According to Babrius, the moral of the tale is to “preserve the working poor and do not give up on them”.
(I’ve translated Babrius’ word πένητες, penêtes, as “the working poor”; it’s the word for day-labourers who work to subsist. This is clearly the mouse of the story, who is said to be a thief and an οἰκότριψ, oikotrips, literally “one who is busy around the house”, perhaps implying that he survives by pilfering the houses of others, unless the word has been corrupted from οἰκοτριβής, oikotribês, “one who is ruinous for a household”.)

It is noticeable that, quite often, not a lot of Babrius survives in the retelling! For one thing, Barbara Sanders decides upon a new moral: “The least may help the greatest”. In older editions of Aesop, Vernon Jones (1912) chose the rather obvious “Even a mouse can help a lion”, while the original Penguin edition (1954) helpfully explains that “A change of fortune can make the strongest man need a weaker man’s help”. Thankfully, the Oxford Worlds Classic version of Laura Gibbs (2002) returned to something like the original with “Let no one dare to harm even the smallest among us”.

Everyone loves an animal picture

I must admit to being astounded by the sheer number of children’s illustrated treasuries of “Aesop’s Fables” — the WorldCat search engine claims to have located 6,800 versions, from Aesop’s Fables for Little Children to Aesop's Fables: the Classic Heirloom Edition or The Classic Treasury of Aesop’s Fables.

The selling point, of course, is always the illustrations. It was certainly Christopher Sanders’ drawings that made his wife’s version so memorable for me, as a child. (That’s his picture of the Lion and the Mouse, above — don’t you love the wee mouse rushing to the rescue — and this is another wonderful example of his craft: the Dog in the Manger.)

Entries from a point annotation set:
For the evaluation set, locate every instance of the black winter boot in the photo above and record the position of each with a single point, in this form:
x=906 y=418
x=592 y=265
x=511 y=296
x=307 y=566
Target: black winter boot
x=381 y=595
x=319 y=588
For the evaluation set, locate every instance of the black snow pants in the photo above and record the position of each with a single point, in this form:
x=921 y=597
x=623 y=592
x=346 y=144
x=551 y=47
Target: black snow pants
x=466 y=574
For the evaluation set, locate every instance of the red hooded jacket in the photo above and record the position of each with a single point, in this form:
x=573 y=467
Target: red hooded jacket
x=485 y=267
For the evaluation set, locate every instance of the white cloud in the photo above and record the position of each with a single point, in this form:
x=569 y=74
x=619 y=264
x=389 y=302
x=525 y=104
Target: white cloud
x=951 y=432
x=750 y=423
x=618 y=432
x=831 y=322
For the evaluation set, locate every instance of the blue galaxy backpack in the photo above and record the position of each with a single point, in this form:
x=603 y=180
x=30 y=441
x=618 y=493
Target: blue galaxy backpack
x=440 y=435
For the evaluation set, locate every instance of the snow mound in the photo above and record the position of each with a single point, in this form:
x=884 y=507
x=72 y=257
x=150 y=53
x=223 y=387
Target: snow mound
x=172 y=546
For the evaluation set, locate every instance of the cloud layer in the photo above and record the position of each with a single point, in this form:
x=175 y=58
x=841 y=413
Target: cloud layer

What to work on:
**a)** Reproduce everything in the text on Babrius from "Everyone loves an" down to "of Aesop’s Fables.".
**b)** List every moral of the lion and mouse tale that the text on Babrius quotes.
Rely only on the text on Babrius for your work.

Solved tasks:
**a)**
Everyone loves an animal picture

I must admit to being astounded by the sheer number of children’s illustrated treasuries of “Aesop’s Fables” — the WorldCat search engine claims to have located 6,800 versions, from Aesop’s Fables for Little Children to Aesop's Fables: the Classic Heirloom Edition or The Classic Treasury of Aesop’s Fables.

**b)**
- "preserve the working poor and do not give up on them"
- "The least may help the greatest"
- "Even a mouse can help a lion"
- "A change of fortune can make the strongest man need a weaker man's help"
- "Let no one dare to harm even the smallest among us"